親や子供など利用者側に罰則規定はないが、SNSサービスを提供する事業者へは16歳未満のアクセス防止措置を義務付け、違反すれば罰金を科すというのだ。
拒食症で自殺するケースが続出
今回のSNS禁止法案が生まれるきっかけの一つとなったのが、昨年4月の少女自殺事件だという。
「ビクトリア州に住んでいた15歳のエヴァンスさんは、学校でイジメを受けて拒食症となり、SNSの“1日に200キロカロリーで健康に暮らせる”などといったニセ情報をうのみにして症状が悪化。将来を悲観して自ら命を絶ったのです。彼女の父親は“いくら私が本当のことを助言しても、娘はネットの話しか信じなかった”と嘆き、現在は反SNS運動の中心メンバーとなっています」(外信部記者)
同様の事件は他にもあると話すのは、現地事情に詳しいジャーナリストである。
「筋骨隆々の体に憧れた14歳の少年が、筋トレ指南の動画に熱中した挙句、拒食症となり自殺する事件も起きました。SNSで評価されるたくましい体と、自分の姿のギャップに苦しみ、過度なダイエットが原因で体重が25キロ減少して入院。それを揶揄した友人たちが、SNS上で“自殺しろ”というメッセージを送っていたのです」

▶ 作業内容: SNS規制に関する記事を、最後の文の後から書き継いでください。 ここに掲げる項目は、SNS規制に関する記事とは別の出典から取られたものです。

▶ データ抜粋:
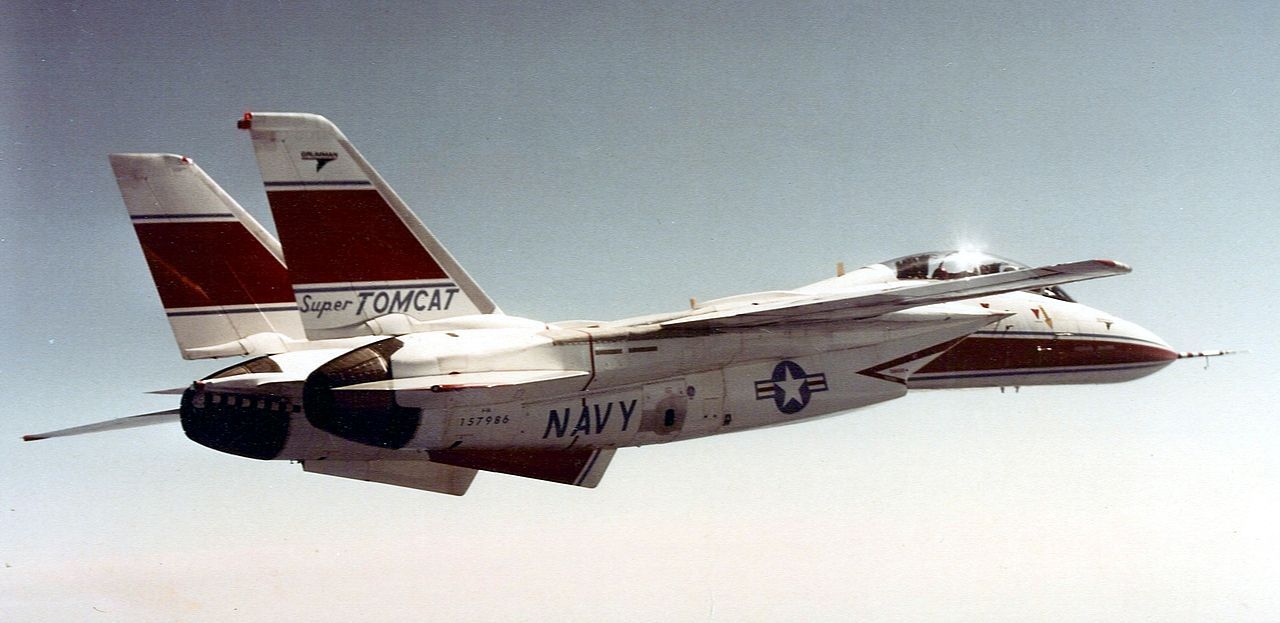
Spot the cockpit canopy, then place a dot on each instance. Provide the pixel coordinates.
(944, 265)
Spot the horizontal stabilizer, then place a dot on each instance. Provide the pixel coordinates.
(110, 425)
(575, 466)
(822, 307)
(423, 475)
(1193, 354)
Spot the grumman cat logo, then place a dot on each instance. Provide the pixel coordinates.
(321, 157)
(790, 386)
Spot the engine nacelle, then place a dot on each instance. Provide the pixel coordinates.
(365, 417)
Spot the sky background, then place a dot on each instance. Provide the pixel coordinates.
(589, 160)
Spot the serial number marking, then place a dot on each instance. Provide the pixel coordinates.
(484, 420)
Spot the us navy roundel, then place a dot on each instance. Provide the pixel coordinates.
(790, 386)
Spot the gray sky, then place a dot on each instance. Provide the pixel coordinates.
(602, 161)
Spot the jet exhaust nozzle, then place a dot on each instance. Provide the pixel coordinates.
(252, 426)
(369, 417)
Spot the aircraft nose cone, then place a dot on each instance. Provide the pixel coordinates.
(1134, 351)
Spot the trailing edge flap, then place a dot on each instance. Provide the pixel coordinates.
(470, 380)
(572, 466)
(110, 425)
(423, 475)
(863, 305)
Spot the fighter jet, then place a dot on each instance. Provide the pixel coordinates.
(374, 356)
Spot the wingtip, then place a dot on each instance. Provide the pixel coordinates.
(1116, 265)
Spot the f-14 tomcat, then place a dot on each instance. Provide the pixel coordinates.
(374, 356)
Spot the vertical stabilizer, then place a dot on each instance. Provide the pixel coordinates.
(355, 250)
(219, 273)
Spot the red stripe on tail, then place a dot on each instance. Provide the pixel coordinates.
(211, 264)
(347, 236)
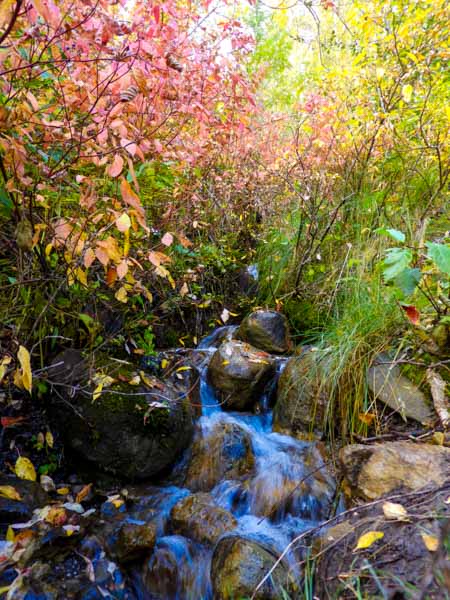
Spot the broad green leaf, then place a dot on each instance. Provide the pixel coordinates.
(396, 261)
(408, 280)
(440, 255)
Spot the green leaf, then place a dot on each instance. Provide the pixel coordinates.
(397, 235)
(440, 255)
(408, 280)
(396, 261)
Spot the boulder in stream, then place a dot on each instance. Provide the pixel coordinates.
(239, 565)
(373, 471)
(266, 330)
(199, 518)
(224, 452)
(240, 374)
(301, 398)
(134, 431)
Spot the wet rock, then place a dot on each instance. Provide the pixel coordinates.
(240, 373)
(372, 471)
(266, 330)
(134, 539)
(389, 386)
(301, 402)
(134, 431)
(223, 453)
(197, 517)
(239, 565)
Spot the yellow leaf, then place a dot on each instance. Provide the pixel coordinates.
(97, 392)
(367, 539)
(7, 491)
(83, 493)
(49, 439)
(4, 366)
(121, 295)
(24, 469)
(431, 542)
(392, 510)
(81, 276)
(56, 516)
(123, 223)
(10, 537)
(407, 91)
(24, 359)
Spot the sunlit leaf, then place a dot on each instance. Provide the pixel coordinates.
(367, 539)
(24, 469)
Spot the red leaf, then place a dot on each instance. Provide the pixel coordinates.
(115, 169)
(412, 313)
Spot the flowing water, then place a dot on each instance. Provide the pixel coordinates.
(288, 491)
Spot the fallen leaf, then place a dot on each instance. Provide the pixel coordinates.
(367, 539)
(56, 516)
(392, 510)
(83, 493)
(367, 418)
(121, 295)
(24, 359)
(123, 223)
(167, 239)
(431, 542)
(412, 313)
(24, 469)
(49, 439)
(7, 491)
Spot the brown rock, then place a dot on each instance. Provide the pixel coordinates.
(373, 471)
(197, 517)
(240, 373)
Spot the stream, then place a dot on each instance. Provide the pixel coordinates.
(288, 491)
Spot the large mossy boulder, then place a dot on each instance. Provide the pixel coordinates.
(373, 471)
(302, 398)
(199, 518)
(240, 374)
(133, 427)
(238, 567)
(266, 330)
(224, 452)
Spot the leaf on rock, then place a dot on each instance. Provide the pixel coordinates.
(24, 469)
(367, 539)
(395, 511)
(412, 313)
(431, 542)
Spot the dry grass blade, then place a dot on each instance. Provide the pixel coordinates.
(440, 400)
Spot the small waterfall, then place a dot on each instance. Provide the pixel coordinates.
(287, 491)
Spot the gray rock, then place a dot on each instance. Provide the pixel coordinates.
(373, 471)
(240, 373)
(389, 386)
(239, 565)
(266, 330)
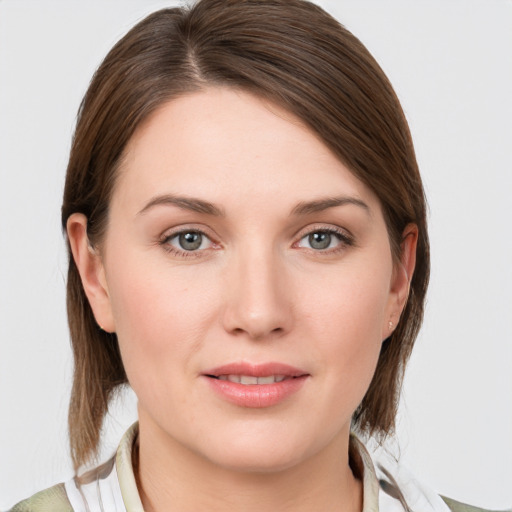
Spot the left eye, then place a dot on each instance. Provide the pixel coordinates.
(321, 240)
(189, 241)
==
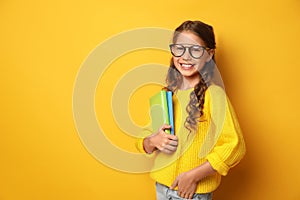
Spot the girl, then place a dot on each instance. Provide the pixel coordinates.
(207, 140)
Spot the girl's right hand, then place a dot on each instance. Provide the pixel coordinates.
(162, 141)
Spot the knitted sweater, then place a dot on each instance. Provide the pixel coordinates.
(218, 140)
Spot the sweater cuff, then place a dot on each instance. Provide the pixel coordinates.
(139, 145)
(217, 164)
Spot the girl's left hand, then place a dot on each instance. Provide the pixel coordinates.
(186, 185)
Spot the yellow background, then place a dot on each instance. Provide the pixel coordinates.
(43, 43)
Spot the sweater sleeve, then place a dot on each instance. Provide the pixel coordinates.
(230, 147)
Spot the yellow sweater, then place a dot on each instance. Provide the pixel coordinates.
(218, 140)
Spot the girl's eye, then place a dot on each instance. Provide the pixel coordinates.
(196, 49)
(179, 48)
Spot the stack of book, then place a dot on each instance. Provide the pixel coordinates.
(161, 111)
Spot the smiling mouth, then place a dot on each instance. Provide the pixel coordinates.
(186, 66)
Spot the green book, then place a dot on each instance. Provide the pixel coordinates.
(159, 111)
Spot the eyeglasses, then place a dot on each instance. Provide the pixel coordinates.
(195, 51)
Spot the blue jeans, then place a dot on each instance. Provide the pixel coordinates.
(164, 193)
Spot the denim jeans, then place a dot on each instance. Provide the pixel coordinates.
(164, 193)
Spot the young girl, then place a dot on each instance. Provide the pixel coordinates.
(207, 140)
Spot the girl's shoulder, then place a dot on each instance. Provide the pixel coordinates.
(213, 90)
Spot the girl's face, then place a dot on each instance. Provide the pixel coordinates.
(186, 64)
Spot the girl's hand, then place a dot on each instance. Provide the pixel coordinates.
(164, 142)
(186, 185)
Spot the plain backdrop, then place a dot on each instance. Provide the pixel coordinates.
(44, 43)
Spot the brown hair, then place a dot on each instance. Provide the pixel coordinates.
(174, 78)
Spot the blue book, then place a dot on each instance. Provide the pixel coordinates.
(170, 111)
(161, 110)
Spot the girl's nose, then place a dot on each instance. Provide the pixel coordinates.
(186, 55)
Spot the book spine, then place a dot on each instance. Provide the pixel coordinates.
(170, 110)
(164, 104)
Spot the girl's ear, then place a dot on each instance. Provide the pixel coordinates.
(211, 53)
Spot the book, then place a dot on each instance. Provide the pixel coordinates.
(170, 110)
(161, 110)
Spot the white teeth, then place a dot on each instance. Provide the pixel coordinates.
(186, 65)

▶ 記述回答:
ただでさえ視野が狭くなりがちな子供が、SNSによって良からぬ方向へと導かれてしまうのだ。
“人気者でないと人間の価値がない”
「ウチの息子は中学2年生ですが、小学校時代の同級生で問題行動を起こすようになった女の子が行方不明で、警察沙汰になっています」
そう話すのは、現地で13年間暮らしている40代の日本人女性である。
「息子の話では、行方不明の女の子は小学3~4年生くらいの時にTikTokを始めて、ダンスを踊って投稿するなど、ものすごくハマっていた。小学6年生の頃には、“人気者でないと人間の価値がない”という考えに染まり、クラスでも人気のある人の話は聞くけど、そうでない人とは付き合わない。そうやって周囲の人をジャッジするようになってしまったそうなのです」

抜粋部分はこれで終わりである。